#### KUTIPAN TEKS:
+++

Dosen Politik Islam UIN Raden Intan Lampung
SEJARAH mencatat bahwa para nabi tidak hanya diutus sebagai pembawa risalah spiritual. Tetapi juga sebagai pemimpin politik yang bertugas menegakkan keadilan, melindungi kaum lemah, dan membangun tatanan masyarakat yang berlandaskan nilai-nilai ilahiah. Misi politik ini tidak berhenti pada masa kenabian, melainkan diteruskan oleh para ulama sebagai pewaris nabi (waratsatul anbiya’). Mereka memiliki tanggung jawab untuk menjaga dan mengimplementasikan nilai-nilai kebenaran dan keadilan. Juga nilai kemanusiaan dalam kehidupan bernegara dan bermasyarakat agar misi rahmatan lil’alamin bisa terasa oleh seluruh penghuni planet bumi.
Namun, di tengah arus pragmatisme kekuasaan yang mengedepankan kepentingan praktis dan jangka pendek. Misi perubahan yang diamanatkan kepada para pemimpin negara (umara) dan pemimpin agama (ulama) seringkali berhadapan dengan tantangan yang kompleks. Pragmatisme dan tabiat kekuasaan yang cenderung mengabaikan prinsip-prinsip moral dan etika demi mencapai tujuan politik menjadi ancaman serius bagi upaya menegakkan keadilan dan kebenaran. Sehingga dalam konteks inilah, peran umara dan ulama menjadi sangat krusial.
Umara’ dan Ulama Ditengah Arus Politik
Indonesia sebagai negara dengan mayoritas penduduk muslim terbesar di dunia saat ini tentu memiliki tanggung jawab dan peran percontohan bagi negara-negara Islam lainnya baik di Kawasan Asia maupun luar Asia terutama dalam bidang penerapan pemahaman keagamaan yang terintegrasi dengan peroses tata kelola pemerintahan dan kekuasaan. Di satu sisi, siklus kekuasaan lima tahunan yang selama ini jalan sebagai harapan yang mampu melahirkan sosok pemimpin (umara) yang bisa menjadi imam dan nakhoda perahu besar bernama Indonesia dengan segala kemajemukannya.

+++

#### DATA TERSEDIA:
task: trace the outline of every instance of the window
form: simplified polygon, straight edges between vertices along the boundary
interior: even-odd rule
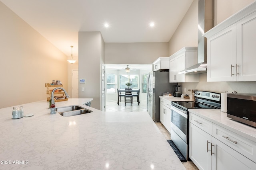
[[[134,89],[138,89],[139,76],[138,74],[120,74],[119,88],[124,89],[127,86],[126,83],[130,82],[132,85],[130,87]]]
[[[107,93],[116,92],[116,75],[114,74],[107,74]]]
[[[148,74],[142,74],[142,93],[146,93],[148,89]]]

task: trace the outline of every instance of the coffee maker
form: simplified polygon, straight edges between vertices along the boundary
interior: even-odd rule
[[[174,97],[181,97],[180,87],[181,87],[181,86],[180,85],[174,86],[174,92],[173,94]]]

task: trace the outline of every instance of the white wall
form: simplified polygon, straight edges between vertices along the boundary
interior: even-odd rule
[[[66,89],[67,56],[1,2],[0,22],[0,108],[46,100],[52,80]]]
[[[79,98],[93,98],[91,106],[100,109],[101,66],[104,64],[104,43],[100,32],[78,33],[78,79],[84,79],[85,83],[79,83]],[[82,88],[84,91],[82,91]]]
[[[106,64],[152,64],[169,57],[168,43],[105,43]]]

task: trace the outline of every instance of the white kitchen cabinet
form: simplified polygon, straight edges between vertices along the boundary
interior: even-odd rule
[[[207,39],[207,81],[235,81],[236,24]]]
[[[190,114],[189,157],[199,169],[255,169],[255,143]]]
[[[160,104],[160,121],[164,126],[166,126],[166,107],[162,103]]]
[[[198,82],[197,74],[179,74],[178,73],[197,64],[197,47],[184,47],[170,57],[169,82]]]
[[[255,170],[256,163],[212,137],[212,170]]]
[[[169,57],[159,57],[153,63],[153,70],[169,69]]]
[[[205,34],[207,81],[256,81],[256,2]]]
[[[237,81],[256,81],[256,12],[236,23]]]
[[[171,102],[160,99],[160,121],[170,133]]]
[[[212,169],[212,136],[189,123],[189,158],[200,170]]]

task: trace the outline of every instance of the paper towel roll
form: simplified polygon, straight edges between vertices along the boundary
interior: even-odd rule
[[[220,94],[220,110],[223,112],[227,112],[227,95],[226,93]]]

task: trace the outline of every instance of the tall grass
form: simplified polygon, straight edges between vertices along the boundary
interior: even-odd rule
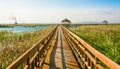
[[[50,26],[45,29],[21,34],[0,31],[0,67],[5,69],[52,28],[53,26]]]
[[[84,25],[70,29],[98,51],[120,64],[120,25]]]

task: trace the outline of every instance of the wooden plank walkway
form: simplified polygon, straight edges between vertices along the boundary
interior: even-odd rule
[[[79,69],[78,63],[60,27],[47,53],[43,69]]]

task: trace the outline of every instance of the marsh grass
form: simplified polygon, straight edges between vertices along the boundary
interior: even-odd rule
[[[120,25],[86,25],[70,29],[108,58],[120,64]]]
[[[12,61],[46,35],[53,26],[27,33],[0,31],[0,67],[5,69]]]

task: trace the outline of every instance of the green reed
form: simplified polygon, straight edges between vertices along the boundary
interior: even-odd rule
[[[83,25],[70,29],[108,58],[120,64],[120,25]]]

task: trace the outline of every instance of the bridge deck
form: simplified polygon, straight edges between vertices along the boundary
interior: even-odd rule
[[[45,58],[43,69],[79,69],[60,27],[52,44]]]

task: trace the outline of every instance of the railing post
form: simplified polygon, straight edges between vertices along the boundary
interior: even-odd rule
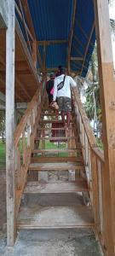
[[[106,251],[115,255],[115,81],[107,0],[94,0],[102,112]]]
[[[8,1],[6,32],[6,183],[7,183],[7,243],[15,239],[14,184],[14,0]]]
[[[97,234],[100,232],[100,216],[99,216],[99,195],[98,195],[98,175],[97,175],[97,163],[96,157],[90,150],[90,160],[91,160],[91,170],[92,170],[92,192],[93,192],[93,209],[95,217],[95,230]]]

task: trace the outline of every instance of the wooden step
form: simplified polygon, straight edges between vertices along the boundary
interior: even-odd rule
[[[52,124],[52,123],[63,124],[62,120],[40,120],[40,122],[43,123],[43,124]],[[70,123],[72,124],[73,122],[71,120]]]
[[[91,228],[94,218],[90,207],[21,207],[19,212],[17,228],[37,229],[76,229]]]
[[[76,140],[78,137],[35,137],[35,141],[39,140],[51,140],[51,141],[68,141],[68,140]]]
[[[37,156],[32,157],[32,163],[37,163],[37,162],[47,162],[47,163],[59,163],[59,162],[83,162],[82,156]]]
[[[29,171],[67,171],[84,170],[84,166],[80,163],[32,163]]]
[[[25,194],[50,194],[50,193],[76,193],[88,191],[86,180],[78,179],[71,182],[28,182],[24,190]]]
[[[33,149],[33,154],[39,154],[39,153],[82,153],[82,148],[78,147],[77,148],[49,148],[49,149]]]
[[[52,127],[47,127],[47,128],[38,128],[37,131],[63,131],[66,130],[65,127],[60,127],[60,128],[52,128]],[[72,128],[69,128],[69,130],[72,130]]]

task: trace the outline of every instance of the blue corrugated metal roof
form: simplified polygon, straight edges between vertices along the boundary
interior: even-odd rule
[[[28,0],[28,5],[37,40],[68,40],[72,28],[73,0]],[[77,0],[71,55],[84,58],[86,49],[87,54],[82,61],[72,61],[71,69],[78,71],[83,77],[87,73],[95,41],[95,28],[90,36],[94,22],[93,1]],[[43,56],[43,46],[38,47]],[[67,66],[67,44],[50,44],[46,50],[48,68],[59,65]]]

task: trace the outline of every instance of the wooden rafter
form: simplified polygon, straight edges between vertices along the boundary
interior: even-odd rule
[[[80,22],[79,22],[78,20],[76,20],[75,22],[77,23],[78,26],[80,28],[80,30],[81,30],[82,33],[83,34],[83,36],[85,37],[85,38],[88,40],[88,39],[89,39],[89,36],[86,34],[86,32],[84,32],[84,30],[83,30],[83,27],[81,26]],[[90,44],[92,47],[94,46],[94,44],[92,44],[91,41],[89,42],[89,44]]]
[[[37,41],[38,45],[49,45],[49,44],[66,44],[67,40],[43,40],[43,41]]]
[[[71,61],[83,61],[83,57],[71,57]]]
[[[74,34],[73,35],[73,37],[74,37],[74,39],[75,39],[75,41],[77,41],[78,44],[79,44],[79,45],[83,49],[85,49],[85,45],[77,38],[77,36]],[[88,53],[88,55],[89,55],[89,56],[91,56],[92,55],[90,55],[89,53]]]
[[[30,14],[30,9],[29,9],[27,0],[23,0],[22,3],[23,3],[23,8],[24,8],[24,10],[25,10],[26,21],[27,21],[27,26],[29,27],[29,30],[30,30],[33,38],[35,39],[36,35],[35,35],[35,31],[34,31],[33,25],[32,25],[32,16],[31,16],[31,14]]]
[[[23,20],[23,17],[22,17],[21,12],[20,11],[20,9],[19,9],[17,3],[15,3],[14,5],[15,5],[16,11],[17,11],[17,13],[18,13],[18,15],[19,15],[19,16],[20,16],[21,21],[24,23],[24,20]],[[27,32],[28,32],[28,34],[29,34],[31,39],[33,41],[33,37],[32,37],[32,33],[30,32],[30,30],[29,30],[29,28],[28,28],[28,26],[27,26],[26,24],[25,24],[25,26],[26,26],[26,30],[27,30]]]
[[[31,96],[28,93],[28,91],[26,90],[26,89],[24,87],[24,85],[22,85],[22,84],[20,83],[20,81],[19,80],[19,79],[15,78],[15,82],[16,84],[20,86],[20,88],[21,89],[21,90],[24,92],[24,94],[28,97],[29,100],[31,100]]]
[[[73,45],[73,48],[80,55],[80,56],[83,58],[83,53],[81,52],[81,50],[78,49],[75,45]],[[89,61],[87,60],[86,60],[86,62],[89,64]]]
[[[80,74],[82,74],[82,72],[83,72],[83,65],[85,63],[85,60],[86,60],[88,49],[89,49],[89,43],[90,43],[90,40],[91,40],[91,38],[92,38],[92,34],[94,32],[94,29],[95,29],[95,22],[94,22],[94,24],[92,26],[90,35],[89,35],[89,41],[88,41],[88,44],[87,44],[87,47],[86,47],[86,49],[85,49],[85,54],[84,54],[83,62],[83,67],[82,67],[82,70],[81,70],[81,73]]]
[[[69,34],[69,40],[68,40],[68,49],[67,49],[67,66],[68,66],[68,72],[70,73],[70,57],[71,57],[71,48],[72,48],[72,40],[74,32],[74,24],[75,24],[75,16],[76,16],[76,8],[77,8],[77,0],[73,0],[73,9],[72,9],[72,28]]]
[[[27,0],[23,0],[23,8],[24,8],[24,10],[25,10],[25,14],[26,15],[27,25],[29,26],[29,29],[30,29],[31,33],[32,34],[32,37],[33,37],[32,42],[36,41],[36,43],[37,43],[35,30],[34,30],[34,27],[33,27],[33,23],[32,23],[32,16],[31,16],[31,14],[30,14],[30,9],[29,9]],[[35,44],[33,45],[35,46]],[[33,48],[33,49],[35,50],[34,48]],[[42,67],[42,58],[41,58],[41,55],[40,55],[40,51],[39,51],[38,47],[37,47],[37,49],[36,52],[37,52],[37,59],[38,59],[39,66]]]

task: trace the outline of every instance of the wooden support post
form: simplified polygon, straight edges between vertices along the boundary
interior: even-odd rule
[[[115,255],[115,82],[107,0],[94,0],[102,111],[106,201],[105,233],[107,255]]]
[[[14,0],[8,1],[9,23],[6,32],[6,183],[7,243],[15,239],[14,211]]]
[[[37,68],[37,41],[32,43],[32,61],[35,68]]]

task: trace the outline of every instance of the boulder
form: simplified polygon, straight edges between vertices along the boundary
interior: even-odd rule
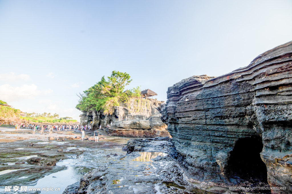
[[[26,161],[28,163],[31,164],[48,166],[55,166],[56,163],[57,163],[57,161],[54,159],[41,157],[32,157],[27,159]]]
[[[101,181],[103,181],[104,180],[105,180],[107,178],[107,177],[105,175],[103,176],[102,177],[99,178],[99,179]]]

+++

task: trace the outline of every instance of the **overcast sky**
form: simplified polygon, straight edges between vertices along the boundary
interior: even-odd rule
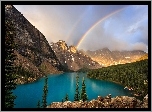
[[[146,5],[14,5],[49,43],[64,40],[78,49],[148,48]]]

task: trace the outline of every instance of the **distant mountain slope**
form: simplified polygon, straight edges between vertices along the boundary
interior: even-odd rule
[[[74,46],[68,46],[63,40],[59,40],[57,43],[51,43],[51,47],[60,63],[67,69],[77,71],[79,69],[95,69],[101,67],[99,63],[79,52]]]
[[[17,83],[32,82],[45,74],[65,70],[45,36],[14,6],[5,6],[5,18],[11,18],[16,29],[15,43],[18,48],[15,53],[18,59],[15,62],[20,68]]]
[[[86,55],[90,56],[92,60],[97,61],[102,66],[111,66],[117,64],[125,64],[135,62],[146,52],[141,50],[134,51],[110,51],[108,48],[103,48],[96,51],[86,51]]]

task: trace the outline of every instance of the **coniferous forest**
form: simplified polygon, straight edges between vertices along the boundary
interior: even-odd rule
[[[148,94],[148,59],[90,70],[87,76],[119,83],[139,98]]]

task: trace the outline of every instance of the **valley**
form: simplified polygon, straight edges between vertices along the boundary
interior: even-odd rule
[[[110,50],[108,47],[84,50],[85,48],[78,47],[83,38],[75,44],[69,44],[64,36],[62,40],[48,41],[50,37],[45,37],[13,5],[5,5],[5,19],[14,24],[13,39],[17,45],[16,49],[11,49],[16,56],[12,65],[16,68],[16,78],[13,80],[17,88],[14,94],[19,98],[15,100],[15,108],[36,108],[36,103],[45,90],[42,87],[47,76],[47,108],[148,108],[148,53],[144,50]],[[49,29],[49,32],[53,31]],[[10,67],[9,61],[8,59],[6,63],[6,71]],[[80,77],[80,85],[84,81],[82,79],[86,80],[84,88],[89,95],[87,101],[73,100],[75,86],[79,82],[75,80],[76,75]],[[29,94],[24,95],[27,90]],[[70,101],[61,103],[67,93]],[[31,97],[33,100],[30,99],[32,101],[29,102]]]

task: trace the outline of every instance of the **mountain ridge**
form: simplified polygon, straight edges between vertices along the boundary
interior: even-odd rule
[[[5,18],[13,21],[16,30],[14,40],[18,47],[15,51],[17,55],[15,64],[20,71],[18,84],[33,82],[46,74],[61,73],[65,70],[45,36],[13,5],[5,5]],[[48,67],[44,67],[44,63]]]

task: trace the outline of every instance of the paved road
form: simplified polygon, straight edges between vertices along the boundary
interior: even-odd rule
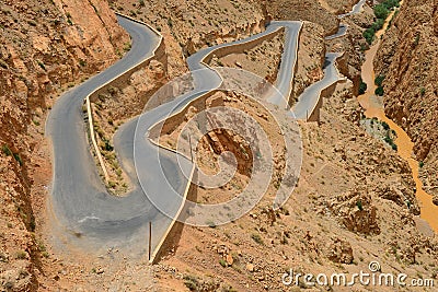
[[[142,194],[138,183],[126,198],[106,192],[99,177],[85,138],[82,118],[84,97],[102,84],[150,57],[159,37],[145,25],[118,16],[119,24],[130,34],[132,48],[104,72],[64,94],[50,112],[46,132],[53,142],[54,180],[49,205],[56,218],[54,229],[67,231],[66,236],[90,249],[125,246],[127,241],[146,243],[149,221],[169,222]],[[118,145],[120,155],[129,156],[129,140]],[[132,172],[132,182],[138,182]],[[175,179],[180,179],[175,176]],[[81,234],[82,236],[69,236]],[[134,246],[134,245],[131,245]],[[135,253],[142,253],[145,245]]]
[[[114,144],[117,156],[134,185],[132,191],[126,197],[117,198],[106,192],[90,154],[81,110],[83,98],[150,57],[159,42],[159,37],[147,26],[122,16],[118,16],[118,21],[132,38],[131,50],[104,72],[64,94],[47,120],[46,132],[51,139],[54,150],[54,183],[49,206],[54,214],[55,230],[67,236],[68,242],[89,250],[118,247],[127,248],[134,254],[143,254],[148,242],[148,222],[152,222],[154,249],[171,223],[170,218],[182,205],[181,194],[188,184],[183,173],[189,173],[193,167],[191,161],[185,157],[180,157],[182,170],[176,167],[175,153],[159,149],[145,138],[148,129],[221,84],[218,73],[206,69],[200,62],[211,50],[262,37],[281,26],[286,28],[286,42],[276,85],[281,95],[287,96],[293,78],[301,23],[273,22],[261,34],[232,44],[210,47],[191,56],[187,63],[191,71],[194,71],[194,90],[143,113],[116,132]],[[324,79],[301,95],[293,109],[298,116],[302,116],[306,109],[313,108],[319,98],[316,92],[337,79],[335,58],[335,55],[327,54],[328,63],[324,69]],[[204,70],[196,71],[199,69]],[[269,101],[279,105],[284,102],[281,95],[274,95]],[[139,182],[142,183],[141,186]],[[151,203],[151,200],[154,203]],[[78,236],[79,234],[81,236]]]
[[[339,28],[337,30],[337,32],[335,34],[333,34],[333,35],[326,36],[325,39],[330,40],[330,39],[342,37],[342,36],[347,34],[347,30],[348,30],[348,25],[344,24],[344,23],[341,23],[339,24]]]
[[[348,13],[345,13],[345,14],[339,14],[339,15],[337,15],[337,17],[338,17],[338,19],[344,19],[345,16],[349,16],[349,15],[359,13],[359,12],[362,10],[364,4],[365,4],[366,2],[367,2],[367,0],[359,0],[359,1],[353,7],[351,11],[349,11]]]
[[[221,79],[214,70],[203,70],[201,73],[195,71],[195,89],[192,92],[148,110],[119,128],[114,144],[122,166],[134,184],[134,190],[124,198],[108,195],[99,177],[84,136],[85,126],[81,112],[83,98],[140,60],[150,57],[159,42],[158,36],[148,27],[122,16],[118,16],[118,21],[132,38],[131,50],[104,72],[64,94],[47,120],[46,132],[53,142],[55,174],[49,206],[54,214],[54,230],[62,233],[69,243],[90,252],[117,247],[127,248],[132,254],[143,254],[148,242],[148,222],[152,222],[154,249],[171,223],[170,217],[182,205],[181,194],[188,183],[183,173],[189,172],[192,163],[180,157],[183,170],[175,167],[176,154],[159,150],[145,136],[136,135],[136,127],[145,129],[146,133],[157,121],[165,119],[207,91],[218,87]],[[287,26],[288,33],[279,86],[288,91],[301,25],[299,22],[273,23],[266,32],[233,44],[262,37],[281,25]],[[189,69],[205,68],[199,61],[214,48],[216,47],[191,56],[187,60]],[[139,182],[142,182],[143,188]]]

+++

Salin dengan tepat bagian kutipan tentang peran ulama dan umara, mulai dari "Umara’ dan Ulama" sampai dengan "dengan segala kemajemukannya.". Data di atas diambil dari sumber lain yang tidak berkaitan dengan kutipan.

#### JAWABAN TERTULIS:
Umara’ dan Ulama Ditengah Arus Politik
Indonesia sebagai negara dengan mayoritas penduduk muslim terbesar di dunia saat ini tentu memiliki tanggung jawab dan peran percontohan bagi negara-negara Islam lainnya baik di Kawasan Asia maupun luar Asia terutama dalam bidang penerapan pemahaman keagamaan yang terintegrasi dengan peroses tata kelola pemerintahan dan kekuasaan. Di satu sisi, siklus kekuasaan lima tahunan yang selama ini jalan sebagai harapan yang mampu melahirkan sosok pemimpin (umara) yang bisa menjadi imam dan nakhoda perahu besar bernama Indonesia dengan segala kemajemukannya.